WHAT NEEDS TO BE DONE:
Reproduce the material below word for word, leaving out the pictures.

RAW DATA:
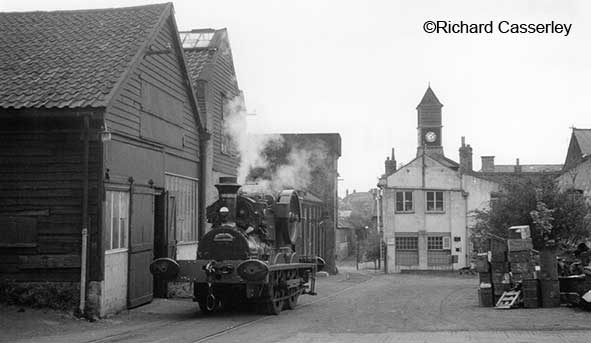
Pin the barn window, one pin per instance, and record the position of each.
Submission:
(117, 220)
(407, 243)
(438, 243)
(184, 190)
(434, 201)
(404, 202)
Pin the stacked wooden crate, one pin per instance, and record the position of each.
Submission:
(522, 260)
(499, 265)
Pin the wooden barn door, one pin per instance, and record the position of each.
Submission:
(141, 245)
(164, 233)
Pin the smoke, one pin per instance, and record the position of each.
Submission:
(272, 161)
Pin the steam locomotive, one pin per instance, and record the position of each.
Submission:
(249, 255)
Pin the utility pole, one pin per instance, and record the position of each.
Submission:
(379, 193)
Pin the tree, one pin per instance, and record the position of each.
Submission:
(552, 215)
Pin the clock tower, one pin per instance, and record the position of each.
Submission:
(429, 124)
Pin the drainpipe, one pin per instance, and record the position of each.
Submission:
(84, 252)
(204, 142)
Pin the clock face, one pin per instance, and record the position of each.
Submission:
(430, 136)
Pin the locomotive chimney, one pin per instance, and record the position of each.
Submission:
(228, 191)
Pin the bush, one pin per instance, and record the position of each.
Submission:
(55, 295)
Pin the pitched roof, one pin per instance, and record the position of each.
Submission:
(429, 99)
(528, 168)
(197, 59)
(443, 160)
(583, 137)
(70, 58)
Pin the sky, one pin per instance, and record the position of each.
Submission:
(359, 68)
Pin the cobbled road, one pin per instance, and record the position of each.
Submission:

ANSWER TO THIS EXERCISE:
Pin the barn window, one pin per instance, and record the position of each.
Submission:
(117, 220)
(407, 243)
(438, 243)
(184, 190)
(434, 201)
(404, 202)
Pin the stacked wooden crate, one pin per instance, and record the position of each.
Submission:
(522, 260)
(499, 265)
Pin the wooden barn door, one pin per instance, and record the position of each.
Submission:
(141, 245)
(164, 233)
Pin the smoke, one pin per instance, and record the position of each.
Submission:
(272, 161)
Pin the steam locomotive, one pin per instance, and record the position of each.
Submission:
(249, 255)
Pin the utility pole, one pin per instance, and record the position of each.
Submission:
(379, 193)
Pin the tree, one pin per instance, and record the position of each.
Submission:
(552, 215)
Pin the clock tower, one pin per instance, and record the position of each.
Submission:
(429, 124)
Pin the drainpipe, one pin per instance, and record the position of each.
Submission:
(84, 252)
(204, 142)
Pin the clock face, one pin per instance, and record the position of each.
Submission:
(430, 136)
Pin the locomotive chimney, one pin per instance, and record the position of each.
Submission:
(228, 191)
Pin the bush, one pin per instance, and record the position of each.
Submission:
(55, 295)
Pin the pitched roof, one pin per instance, and record the position of each.
Submission:
(429, 99)
(528, 168)
(197, 59)
(443, 160)
(583, 137)
(70, 58)
Pin the sky, one pin per instance, and record the position of each.
Submission:
(359, 68)
Pin the cobbled road, one pin per instance, and record the position of each.
Submission:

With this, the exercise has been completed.